The records follow. Filter them to the lines that hold "sleeve".
*** Provided data Section Begins ***
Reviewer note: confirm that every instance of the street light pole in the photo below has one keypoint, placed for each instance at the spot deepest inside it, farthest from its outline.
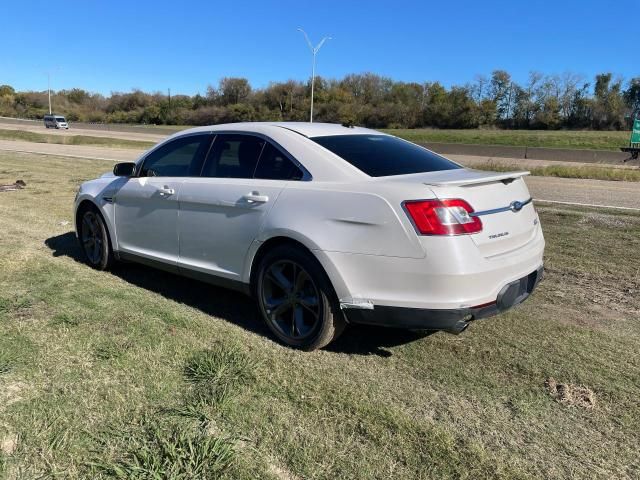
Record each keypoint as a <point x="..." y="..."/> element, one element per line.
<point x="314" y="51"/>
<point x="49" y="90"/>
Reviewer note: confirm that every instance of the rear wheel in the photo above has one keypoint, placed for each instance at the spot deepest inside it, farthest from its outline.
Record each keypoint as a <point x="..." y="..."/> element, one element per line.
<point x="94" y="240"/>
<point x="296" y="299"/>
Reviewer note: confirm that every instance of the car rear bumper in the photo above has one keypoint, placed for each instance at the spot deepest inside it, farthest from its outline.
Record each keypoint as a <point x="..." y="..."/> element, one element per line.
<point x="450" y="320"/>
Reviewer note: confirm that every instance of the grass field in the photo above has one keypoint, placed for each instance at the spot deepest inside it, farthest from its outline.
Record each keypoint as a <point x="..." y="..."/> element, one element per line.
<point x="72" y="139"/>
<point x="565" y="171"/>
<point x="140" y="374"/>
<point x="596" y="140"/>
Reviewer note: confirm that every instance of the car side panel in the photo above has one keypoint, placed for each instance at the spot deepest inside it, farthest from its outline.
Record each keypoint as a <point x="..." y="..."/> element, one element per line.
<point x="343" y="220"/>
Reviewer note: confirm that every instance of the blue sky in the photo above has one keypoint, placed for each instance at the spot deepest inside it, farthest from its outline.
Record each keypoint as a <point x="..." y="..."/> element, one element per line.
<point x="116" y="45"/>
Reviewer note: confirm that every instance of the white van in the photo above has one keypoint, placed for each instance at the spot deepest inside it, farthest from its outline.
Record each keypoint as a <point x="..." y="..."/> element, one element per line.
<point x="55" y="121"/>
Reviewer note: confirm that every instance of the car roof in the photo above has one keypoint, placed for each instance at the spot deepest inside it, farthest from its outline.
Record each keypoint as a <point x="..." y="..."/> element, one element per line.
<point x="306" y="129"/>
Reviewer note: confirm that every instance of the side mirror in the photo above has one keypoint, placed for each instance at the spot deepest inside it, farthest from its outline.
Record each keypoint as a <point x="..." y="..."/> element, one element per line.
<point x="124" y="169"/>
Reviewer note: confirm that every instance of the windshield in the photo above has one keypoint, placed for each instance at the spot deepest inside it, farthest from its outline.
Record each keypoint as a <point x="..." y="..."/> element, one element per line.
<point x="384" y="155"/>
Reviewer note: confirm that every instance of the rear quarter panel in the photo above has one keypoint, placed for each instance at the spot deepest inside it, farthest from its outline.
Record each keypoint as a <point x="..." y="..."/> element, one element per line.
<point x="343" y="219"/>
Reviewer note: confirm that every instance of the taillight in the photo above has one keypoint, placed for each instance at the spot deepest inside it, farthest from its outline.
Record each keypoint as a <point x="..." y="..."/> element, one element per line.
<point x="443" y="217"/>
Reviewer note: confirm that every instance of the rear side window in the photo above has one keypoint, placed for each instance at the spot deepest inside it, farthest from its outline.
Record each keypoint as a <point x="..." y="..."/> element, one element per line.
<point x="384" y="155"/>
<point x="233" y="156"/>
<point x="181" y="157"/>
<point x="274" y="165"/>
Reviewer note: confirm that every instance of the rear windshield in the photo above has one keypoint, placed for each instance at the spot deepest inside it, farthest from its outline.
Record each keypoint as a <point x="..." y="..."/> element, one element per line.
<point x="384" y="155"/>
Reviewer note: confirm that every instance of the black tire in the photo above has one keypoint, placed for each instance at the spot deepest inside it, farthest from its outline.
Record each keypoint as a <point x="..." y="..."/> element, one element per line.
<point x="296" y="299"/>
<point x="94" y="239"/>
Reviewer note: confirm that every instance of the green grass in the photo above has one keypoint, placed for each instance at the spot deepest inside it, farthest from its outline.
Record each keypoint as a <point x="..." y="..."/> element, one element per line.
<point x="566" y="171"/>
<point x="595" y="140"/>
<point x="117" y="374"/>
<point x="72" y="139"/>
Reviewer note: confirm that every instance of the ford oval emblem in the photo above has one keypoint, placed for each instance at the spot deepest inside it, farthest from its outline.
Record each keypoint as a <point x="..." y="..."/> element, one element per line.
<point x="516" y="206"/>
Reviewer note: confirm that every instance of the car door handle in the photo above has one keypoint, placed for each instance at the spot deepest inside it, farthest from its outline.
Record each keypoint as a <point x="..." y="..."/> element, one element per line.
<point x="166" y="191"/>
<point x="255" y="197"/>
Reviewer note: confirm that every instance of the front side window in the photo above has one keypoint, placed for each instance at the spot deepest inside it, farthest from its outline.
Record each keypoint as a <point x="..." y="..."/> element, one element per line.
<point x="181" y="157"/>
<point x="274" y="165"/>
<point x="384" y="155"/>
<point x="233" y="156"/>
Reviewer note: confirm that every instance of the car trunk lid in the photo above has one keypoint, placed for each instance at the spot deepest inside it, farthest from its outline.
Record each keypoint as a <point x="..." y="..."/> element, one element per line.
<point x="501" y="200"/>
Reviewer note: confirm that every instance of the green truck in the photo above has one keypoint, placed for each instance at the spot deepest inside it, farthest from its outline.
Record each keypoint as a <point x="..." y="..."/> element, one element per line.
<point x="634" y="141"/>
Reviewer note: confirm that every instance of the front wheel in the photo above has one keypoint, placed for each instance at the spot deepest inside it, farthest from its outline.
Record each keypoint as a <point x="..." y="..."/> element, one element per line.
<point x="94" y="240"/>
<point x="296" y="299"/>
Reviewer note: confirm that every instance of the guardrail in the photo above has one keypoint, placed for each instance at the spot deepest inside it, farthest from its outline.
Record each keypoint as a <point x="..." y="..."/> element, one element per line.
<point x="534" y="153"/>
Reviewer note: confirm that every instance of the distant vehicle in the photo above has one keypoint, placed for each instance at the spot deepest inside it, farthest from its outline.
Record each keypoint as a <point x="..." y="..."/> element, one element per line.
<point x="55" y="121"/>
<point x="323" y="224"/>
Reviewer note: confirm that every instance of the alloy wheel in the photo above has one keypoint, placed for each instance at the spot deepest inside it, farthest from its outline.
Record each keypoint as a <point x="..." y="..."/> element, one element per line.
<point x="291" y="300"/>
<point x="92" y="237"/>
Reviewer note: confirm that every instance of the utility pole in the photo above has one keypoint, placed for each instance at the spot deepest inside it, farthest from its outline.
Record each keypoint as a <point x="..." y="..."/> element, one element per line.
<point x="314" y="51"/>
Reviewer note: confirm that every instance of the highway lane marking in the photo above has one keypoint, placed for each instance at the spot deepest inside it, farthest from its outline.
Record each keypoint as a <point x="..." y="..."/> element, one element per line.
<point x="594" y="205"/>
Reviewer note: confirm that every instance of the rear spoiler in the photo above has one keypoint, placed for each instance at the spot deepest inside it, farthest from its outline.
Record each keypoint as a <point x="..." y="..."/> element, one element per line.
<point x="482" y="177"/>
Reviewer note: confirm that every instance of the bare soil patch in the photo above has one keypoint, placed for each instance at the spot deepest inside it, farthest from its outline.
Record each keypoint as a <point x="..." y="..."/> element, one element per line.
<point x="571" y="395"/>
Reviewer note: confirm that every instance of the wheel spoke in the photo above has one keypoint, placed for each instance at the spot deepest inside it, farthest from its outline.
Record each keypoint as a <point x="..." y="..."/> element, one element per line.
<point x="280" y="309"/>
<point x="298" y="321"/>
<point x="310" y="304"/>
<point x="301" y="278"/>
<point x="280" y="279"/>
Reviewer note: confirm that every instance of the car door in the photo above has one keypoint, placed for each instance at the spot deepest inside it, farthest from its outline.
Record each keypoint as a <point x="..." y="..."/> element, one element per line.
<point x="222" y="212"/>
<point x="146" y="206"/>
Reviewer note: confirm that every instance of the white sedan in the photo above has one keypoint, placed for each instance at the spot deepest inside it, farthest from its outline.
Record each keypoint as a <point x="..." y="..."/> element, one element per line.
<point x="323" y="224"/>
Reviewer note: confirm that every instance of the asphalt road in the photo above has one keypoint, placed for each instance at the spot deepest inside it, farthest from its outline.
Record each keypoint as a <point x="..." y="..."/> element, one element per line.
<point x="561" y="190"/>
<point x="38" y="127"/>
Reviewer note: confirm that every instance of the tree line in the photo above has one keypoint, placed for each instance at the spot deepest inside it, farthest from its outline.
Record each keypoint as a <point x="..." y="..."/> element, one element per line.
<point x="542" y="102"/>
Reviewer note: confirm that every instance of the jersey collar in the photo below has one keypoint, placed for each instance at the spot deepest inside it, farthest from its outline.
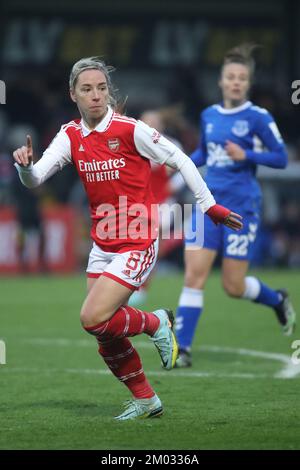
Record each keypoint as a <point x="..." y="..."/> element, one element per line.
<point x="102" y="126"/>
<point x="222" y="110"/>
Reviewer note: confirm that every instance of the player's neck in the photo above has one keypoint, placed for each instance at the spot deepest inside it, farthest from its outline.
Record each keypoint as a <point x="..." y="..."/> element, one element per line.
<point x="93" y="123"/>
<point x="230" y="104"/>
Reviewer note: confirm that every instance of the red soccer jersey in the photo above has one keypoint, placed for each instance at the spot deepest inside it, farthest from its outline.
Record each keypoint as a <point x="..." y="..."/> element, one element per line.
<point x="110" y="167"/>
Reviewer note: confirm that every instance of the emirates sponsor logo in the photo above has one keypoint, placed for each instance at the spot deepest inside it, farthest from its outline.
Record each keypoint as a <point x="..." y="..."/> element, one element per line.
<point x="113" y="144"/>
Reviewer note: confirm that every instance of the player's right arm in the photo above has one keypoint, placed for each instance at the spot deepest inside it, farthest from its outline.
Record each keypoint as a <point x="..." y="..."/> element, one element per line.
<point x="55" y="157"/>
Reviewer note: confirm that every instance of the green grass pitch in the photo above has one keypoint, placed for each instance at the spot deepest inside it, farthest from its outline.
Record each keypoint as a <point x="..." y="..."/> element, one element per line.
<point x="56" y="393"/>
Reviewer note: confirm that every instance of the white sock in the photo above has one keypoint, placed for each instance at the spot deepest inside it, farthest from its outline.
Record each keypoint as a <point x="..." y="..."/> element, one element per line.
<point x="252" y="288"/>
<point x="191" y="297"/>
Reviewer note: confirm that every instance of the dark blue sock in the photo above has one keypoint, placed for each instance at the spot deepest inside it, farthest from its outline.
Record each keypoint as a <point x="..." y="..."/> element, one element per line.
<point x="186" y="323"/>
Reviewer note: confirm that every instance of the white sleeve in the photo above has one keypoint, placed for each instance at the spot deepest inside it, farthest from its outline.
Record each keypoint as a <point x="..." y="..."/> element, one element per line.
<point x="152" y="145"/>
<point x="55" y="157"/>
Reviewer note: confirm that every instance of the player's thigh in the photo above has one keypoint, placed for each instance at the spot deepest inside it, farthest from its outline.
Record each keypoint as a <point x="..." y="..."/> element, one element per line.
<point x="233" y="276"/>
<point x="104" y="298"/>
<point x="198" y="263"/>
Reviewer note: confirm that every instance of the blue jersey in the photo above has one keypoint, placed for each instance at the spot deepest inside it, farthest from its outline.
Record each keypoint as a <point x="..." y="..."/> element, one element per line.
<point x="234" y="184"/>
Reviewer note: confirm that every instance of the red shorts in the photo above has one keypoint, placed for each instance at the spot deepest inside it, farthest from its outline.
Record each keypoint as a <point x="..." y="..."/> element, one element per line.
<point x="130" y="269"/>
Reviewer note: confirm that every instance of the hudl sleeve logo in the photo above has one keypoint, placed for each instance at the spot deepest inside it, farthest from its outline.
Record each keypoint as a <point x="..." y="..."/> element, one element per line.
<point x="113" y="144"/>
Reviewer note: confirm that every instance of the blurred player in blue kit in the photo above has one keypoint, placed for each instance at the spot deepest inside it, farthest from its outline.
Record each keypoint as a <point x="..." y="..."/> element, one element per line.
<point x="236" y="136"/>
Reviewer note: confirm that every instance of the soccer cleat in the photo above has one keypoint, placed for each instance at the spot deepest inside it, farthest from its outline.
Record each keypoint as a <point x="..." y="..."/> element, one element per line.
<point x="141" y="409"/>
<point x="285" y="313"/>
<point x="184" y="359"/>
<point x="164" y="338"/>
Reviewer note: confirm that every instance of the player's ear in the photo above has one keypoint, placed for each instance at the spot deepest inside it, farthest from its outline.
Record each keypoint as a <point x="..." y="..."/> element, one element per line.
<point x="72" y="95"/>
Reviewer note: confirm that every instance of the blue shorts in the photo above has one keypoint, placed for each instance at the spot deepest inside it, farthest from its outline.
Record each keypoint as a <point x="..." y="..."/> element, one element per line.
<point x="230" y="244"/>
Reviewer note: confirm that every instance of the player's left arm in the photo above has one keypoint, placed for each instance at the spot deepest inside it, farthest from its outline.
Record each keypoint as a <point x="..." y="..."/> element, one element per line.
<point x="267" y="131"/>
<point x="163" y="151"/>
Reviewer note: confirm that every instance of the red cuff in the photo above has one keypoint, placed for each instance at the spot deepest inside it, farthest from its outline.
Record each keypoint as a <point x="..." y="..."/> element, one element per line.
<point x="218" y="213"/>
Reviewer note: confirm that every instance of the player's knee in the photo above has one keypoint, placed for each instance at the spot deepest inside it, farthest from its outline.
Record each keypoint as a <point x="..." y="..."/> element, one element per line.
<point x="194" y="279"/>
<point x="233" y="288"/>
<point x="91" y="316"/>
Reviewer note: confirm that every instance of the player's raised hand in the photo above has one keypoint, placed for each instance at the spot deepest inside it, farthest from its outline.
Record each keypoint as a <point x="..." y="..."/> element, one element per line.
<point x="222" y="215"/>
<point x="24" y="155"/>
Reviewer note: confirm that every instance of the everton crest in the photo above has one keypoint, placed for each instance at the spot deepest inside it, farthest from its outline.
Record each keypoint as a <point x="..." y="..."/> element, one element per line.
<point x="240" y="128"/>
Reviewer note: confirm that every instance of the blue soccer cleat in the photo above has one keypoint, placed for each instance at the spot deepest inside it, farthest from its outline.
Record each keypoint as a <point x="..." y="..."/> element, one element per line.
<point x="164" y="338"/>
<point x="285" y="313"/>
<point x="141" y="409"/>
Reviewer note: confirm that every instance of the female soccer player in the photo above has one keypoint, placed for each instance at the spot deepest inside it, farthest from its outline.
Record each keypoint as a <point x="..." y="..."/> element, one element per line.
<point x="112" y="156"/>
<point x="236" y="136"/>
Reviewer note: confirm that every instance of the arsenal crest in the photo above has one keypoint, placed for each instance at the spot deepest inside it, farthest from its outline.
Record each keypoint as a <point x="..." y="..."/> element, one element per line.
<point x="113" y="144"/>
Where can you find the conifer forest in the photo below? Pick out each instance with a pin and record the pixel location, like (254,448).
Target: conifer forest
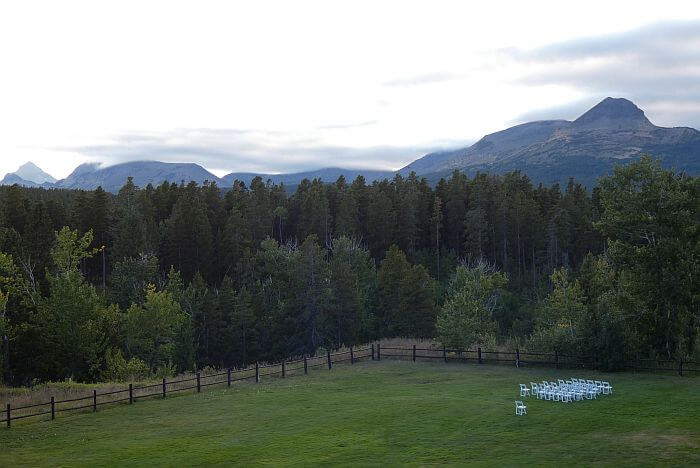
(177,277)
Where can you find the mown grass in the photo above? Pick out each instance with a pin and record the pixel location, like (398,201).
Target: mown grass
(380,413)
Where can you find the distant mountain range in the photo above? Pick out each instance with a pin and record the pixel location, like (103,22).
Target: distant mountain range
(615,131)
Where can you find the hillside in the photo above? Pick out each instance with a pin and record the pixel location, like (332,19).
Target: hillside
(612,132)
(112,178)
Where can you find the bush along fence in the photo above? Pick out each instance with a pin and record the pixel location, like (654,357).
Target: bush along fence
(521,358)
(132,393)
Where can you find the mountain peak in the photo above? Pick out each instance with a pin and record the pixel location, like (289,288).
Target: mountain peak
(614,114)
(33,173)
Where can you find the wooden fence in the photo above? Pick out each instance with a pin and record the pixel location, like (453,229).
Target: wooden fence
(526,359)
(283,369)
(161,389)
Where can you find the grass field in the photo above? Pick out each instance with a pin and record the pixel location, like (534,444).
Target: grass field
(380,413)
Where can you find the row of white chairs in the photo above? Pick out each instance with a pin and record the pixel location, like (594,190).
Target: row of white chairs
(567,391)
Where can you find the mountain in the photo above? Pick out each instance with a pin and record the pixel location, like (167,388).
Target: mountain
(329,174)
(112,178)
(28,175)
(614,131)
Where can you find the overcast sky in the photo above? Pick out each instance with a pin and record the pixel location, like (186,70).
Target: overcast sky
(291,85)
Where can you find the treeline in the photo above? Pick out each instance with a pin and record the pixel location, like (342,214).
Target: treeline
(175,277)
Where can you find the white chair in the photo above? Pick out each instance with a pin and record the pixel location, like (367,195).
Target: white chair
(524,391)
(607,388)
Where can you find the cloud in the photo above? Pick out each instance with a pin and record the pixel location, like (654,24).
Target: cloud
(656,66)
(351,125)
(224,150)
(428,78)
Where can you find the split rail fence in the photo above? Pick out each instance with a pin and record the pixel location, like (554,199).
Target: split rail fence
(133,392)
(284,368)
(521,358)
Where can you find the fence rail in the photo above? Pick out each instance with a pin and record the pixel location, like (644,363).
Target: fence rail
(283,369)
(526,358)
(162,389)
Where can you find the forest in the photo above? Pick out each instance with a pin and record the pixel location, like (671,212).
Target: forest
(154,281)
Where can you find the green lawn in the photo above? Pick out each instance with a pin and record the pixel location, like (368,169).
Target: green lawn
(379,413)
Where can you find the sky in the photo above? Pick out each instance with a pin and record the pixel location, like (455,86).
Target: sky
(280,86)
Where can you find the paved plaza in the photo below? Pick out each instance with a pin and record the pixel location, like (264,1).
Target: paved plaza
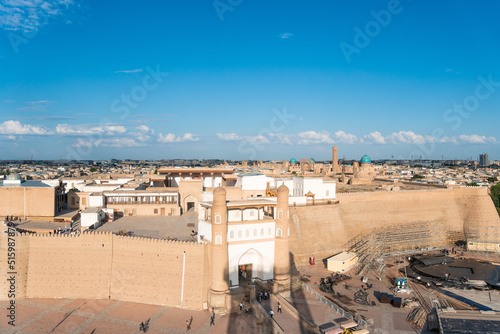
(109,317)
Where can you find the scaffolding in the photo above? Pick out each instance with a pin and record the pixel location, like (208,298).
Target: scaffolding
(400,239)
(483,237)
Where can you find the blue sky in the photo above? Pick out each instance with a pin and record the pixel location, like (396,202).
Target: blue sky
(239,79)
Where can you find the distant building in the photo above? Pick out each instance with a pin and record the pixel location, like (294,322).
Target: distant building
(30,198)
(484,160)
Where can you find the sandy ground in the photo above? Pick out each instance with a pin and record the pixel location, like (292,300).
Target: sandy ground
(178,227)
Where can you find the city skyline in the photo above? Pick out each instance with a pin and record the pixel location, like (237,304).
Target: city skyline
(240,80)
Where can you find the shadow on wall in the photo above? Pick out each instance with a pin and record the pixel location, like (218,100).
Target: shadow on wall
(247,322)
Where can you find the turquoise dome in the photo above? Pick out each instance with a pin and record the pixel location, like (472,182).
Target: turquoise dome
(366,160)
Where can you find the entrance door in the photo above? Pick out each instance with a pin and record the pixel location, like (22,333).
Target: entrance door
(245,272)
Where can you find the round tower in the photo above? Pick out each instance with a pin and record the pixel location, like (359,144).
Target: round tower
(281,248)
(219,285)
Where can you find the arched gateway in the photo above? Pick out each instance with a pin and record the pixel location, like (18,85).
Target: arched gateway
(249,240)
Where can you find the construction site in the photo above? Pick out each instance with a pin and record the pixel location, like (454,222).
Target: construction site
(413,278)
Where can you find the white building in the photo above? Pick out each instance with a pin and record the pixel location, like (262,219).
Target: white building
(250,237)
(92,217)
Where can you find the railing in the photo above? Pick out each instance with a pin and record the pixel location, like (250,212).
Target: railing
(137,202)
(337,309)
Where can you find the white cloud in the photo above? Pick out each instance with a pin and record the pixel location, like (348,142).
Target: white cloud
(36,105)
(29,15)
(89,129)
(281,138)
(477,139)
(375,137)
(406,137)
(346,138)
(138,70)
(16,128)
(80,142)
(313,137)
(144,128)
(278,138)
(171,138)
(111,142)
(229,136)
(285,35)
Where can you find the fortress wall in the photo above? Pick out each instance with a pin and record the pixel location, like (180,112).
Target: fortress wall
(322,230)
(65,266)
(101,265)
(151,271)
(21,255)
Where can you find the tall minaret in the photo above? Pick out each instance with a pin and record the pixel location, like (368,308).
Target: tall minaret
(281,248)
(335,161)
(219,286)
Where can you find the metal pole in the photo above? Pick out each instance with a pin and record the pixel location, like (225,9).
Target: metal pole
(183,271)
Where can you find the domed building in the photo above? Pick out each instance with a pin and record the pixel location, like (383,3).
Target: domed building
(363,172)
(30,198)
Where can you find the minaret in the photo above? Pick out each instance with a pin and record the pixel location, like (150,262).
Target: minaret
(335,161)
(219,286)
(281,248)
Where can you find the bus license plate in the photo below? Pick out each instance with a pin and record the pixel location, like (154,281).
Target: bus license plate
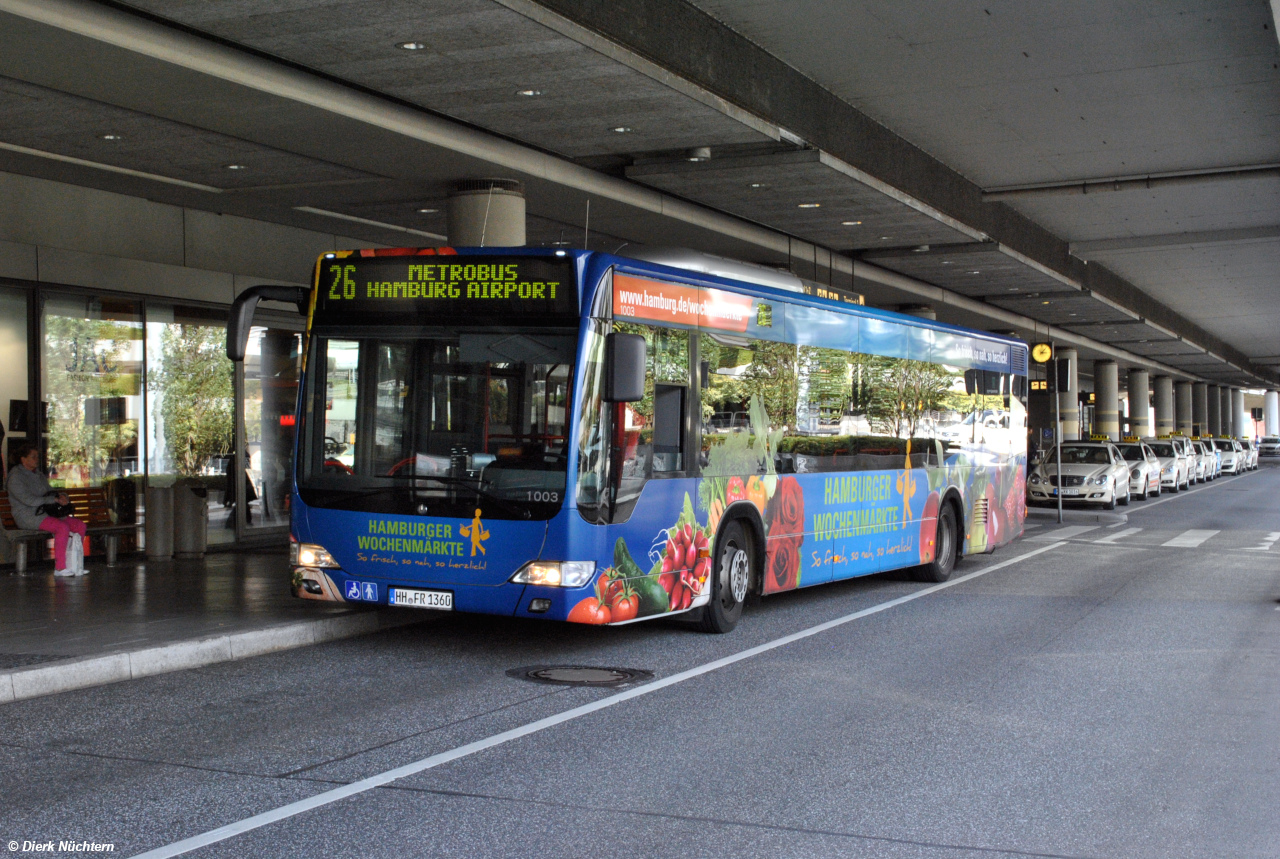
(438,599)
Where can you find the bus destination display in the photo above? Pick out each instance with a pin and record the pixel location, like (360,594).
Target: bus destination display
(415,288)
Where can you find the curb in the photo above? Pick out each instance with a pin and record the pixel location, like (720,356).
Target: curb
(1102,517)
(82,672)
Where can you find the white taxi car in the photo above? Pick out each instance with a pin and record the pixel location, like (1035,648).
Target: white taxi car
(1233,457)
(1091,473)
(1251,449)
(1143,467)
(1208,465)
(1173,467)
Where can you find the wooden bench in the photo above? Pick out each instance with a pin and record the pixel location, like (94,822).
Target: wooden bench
*** Provided data Section Ends ***
Output for this task:
Reviewer note: confirm that every instance of the white sleeve in the photo above has one keypoint, placed for each instance at the spot deepest inside it, farthest from its outline.
Reviewer note: confirm that every instance of the hudl sleeve logo in the photo above has one keypoint, placed for each instance at the spot deepest inside it, farthest from its outline.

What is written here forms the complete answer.